### TASK DESCRIPTION
Render every line of the entries below as a Markdown table with two columns, n for the row number and Line for the line itself, and leave out the blank lines.

### DATA FOR THE TASK
____

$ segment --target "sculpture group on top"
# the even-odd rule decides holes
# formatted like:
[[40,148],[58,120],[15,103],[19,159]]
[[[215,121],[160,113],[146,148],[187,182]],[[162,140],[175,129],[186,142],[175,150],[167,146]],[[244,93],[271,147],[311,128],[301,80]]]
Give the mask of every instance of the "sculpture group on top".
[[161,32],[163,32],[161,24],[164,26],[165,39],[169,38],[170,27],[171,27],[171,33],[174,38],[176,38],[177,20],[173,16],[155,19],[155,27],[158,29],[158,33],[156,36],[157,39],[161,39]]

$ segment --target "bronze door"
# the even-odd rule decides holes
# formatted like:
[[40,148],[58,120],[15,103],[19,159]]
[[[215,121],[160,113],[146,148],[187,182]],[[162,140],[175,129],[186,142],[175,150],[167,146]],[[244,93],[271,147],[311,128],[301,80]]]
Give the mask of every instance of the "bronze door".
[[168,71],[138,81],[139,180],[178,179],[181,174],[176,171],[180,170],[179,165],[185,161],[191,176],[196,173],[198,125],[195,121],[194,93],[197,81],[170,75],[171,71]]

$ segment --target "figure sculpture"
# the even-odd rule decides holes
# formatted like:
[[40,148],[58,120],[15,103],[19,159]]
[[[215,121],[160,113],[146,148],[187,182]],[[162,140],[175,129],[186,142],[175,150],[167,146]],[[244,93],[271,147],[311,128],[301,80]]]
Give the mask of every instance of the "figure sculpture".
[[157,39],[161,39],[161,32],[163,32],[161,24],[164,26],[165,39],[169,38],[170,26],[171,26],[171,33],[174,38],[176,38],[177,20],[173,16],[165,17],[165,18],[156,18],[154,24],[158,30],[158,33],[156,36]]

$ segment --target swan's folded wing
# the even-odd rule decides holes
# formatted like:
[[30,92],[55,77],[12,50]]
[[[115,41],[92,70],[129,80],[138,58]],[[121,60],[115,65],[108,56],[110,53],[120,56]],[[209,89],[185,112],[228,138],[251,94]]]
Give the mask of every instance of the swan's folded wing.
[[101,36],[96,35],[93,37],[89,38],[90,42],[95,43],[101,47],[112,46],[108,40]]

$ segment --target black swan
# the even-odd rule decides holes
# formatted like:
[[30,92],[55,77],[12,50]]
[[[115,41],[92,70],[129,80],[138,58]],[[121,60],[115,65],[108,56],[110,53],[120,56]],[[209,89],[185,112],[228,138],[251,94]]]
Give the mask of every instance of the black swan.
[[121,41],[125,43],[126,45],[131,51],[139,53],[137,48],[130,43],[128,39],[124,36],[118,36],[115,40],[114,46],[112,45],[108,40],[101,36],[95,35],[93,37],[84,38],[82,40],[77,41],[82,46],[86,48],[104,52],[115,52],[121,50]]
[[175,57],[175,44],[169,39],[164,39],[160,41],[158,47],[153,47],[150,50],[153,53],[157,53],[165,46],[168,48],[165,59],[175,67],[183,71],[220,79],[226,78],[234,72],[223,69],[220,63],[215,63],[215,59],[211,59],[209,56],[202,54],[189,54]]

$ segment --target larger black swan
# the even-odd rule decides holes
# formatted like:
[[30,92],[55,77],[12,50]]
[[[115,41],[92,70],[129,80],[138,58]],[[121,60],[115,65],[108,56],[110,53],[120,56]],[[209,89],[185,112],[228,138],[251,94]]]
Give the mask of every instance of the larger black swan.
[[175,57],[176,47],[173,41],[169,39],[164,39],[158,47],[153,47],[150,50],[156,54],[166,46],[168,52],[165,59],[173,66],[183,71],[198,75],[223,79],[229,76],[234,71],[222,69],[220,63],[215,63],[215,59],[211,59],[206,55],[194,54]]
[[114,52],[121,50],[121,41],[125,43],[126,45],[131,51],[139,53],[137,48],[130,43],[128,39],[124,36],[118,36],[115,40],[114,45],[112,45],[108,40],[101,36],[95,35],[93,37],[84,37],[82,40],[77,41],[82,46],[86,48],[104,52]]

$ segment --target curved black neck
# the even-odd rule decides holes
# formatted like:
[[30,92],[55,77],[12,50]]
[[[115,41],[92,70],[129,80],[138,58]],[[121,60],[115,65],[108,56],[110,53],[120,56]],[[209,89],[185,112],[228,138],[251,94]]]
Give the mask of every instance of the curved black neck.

____

### RIGHT ANSWER
| n | Line |
|---|---|
| 1 | $ segment --target "sculpture group on top" |
| 2 | # the even-odd rule decides holes |
| 3 | # formatted like: |
| 4 | [[40,148],[58,120],[15,103],[19,159]] |
| 5 | [[[215,121],[160,113],[146,148],[187,182]],[[162,140],[175,129],[186,142],[175,150],[167,146]],[[244,93],[271,147],[311,128],[301,80]]] |
| 6 | Give the mask of every instance of the "sculpture group on top". |
| 7 | [[161,32],[163,32],[161,24],[164,26],[165,39],[169,38],[170,27],[171,27],[171,33],[174,38],[176,38],[177,20],[173,16],[155,19],[155,27],[158,29],[158,33],[156,36],[157,39],[161,39]] |
| 8 | $ segment --target "bronze door" |
| 9 | # the even-odd rule decides holes |
| 10 | # formatted like: |
| 11 | [[40,148],[58,120],[15,103],[19,159]] |
| 12 | [[[215,121],[160,113],[146,148],[187,182]],[[162,140],[175,129],[186,142],[175,150],[167,146]],[[244,93],[271,147],[311,128],[301,80]]] |
| 13 | Give the mask of every instance of the "bronze door". |
| 14 | [[168,71],[138,81],[139,180],[178,179],[181,174],[176,171],[180,170],[179,165],[185,161],[191,176],[196,173],[198,125],[195,121],[194,93],[197,81],[170,75],[171,71]] |
| 15 | $ segment --target "figure sculpture" |
| 16 | # the even-odd rule decides holes |
| 17 | # formatted like: |
| 18 | [[40,148],[58,120],[15,103],[19,159]] |
| 19 | [[[215,121],[160,113],[146,148],[187,182]],[[162,140],[175,129],[186,142],[175,150],[167,146]],[[244,93],[271,147],[311,128],[301,80]]] |
| 20 | Give the mask of every instance of the "figure sculpture". |
| 21 | [[157,39],[161,39],[161,32],[163,32],[161,24],[164,26],[165,39],[169,38],[170,26],[171,26],[171,33],[174,38],[176,38],[177,20],[173,16],[165,17],[165,18],[156,18],[154,24],[158,30],[158,33],[156,36]] |
| 22 | $ segment --target swan's folded wing |
| 23 | # the even-odd rule decides holes |
| 24 | # formatted like: |
| 25 | [[30,92],[55,77],[12,50]] |
| 26 | [[[115,41],[92,70],[129,80],[138,58]],[[121,60],[115,65],[108,56],[110,53],[120,56]],[[209,89],[185,112],[228,138],[251,94]]] |
| 27 | Give the mask of every instance of the swan's folded wing. |
| 28 | [[101,36],[96,35],[93,37],[89,38],[90,42],[95,43],[101,47],[112,46],[108,40]] |
| 29 | $ segment --target black swan |
| 30 | # the even-odd rule decides holes |
| 31 | # formatted like: |
| 32 | [[30,92],[55,77],[12,50]] |
| 33 | [[[115,41],[92,70],[129,80],[138,58]],[[121,60],[115,65],[108,56],[110,53],[120,56]],[[209,89],[185,112],[228,138],[251,94]]] |
| 34 | Give the mask of every instance of the black swan. |
| 35 | [[121,41],[125,43],[126,45],[131,51],[139,53],[137,48],[130,43],[128,39],[124,36],[118,36],[115,40],[114,46],[112,45],[108,40],[101,36],[95,35],[93,37],[84,38],[82,40],[77,41],[82,46],[86,48],[104,52],[115,52],[121,50]] |
| 36 | [[175,57],[175,44],[169,39],[164,39],[160,41],[158,47],[153,47],[150,50],[153,53],[157,53],[165,46],[168,48],[165,59],[175,67],[183,71],[220,79],[226,78],[234,72],[223,69],[220,63],[215,63],[215,59],[211,59],[209,56],[202,54],[189,54]] |
| 37 | $ segment --target larger black swan |
| 38 | # the even-odd rule decides holes |
| 39 | # formatted like: |
| 40 | [[30,92],[55,77],[12,50]] |
| 41 | [[[115,41],[92,70],[129,80],[138,58]],[[121,60],[115,65],[108,56],[110,53],[120,56]],[[209,89],[185,112],[228,138],[251,94]]] |
| 42 | Give the mask of every instance of the larger black swan. |
| 43 | [[175,57],[176,47],[173,41],[169,39],[164,39],[158,47],[153,47],[150,50],[156,54],[166,46],[168,52],[165,59],[173,66],[183,71],[198,75],[223,79],[229,76],[234,71],[222,69],[220,63],[215,63],[215,59],[211,59],[206,55],[194,54]] |
| 44 | [[114,52],[121,50],[121,41],[125,43],[126,45],[131,51],[139,53],[137,48],[130,43],[128,39],[124,36],[118,36],[115,40],[114,45],[112,45],[108,40],[101,36],[95,35],[93,37],[84,37],[82,40],[77,41],[82,46],[86,48],[104,52]] |
| 45 | $ segment --target curved black neck |
| 46 | # the even-odd rule decides holes |
| 47 | # formatted like: |
| 48 | [[30,92],[55,77],[12,50]] |
| 49 | [[[115,41],[92,70],[129,80],[138,58]],[[121,60],[115,65],[108,56],[110,53],[120,56]],[[209,89],[185,112],[228,138],[251,94]]] |
| 50 | Give the mask of every instance of the curved black neck. |